(CHECK YOUR UNDERSTANDING)
(a) According to the session plan below, what is the estimated total time for the session?
(b) Transcribe the stretch of the session plan below from "4. Women's Triple" through "and 20 minutes)".
(c) Translate this sentence from the session plan below into Spanish: "Create a worksheet for yourself that allows you to analyse types of work you do during the next week."

Skip to main content

4. Women's Triple Role: Productive, Reproductive and Community Work

Objectives

  • Define the three kinds of work referred to in GAD
  • Link women’s triple role to practical gender needs and strategic gender needs
  • Examine how this division of labour interacts with community dynamics
  • Prepare participants to use this new understanding to inform project identification, objectives and design in communities where they work

(Estimated Session Time: 1 hour and 20 minutes)

Session Flow and Description 

Introduction - 10 minutes
  • Share session objectives with participants.
  • Ask participants to give their name and position and to share two types of work they perform on a daily basis outside the office.
  • List these on a flip chart under “Men” and “Women”.

Plenary Group Presentation - 20 minutes

Handout 3.4a, The Three Types of Work Include characteristics and examples of:

  • Productive work
  • Reproductive work
  • Community work

Discussion Question

  • Why is this distinction important for GAD?
  • How does intentional focus on the three types of work lead to transformed gender relations?

Present Activity 3.4a, Women’s Triple Role and Practical and Strategic Gender Needs

  • Using an overhead transparency of this activity, analyse which roles and needs each job listed on the flip chart addresses.
 
Small Group Work - 20 minutes

Activity 3.4b, Gender Roles and Needs in Your Community

  • Give each group the blank matrix. Groups will define and categorise gender roles and needs, as well as types of work in their communities.
  • Ask group members to work together on this matrix. If they are from several different communities, the list can be differentiated by community.

Plenary Group Debriefing - 20 minutes

Importance of clear definitions in Gender Analysis and GAD

Discussion Questions

  • What issues arose when your group categorised specific roles and types of work? Was everyone always in agreement? Why or why not?
  • What role do common definitions for these basic categories play in working on GAD?
  • What is the value in these shared definitions and in recognising “what people mean” even if they do not use the same terms? Will community members always use these terms when articulating what they do?
  • Why is recognising all types of work important for GAD?


Individual Work - 5 minutes

Create a worksheet for yourself that allows you to analyse types of work you do during the next week.

Post-Session Assignment: Becoming a Gender Equity Witness - 5 minutes
  • Use the worksheet you created in the training session and record all work you do during the next week.
  • Identify your work as productive, reproductive, or community-based.
  • Analyse your data at the end of the week.
  • What percentage of your working time is spent in each category?
  • Ask a member of the opposite gender in your household to do the same exercise. Discuss and analyse the results.

 

Materials

Handouts and Activities

  • Handout 3.4a, The Three Types of Work
  • Activity 3.4a, Women’s Triple Role and Practical and Strategic Gender Needs
  • Activity 3.4b, Gender Roles and Needs in Your Community
Facilitator Preparation
  • Analyse your own time for 24 hours and determine which activities are productive, reproductive, and community management.
  • Create the plenary presentation.
  • Make a transparency of Activity 3.4a and copies of Handout 3.4a and Activity 3.4b.
  • Have paper available for participants to create individual worksheets to analyse how they spend their time in the coming week.

(DATA EXTRACT)
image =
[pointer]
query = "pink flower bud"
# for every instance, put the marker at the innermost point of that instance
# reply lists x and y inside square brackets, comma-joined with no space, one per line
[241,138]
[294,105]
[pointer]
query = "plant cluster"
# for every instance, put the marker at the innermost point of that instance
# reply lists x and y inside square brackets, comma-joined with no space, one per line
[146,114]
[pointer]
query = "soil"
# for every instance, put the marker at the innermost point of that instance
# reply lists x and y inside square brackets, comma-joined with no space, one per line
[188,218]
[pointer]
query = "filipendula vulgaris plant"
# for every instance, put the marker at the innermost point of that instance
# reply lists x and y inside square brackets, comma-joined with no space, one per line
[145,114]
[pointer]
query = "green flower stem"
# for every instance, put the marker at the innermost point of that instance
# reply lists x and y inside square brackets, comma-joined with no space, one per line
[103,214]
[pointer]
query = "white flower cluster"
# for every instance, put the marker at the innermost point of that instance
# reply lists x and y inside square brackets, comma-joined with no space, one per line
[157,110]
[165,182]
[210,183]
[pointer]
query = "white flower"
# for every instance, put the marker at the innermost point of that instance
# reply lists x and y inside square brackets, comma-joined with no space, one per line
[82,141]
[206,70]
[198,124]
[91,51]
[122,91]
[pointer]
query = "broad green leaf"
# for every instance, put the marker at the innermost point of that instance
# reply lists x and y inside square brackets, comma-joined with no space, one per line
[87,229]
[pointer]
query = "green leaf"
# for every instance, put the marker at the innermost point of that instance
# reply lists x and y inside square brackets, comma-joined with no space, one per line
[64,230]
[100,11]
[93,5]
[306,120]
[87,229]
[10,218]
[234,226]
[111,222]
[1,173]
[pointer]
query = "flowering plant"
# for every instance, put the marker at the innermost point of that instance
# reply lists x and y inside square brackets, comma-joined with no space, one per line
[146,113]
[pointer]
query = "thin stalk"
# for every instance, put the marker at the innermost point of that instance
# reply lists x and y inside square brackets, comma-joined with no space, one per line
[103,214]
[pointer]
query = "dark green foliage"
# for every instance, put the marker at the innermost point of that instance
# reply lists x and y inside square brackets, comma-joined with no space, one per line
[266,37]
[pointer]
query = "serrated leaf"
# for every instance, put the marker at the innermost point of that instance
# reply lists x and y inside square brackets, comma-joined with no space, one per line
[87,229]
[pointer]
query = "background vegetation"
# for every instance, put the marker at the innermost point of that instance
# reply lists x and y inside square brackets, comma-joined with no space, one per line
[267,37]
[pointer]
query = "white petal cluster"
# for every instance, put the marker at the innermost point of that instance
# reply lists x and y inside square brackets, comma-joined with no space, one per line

(ANSWER SECTION)
(a) 1 hour and 20 minutes

(b)
4. Women's Triple Role: Productive, Reproductive and Community Work

Objectives

  • Define the three kinds of work referred to in GAD
  • Link women’s triple role to practical gender needs and strategic gender needs
  • Examine how this division of labour interacts with community dynamics
  • Prepare participants to use this new understanding to inform project identification, objectives and design in communities where they work

(Estimated Session Time: 1 hour and 20 minutes)

(c) Cree una hoja de trabajo para usted que le permita analizar los tipos de trabajo que realice durante la próxima semana.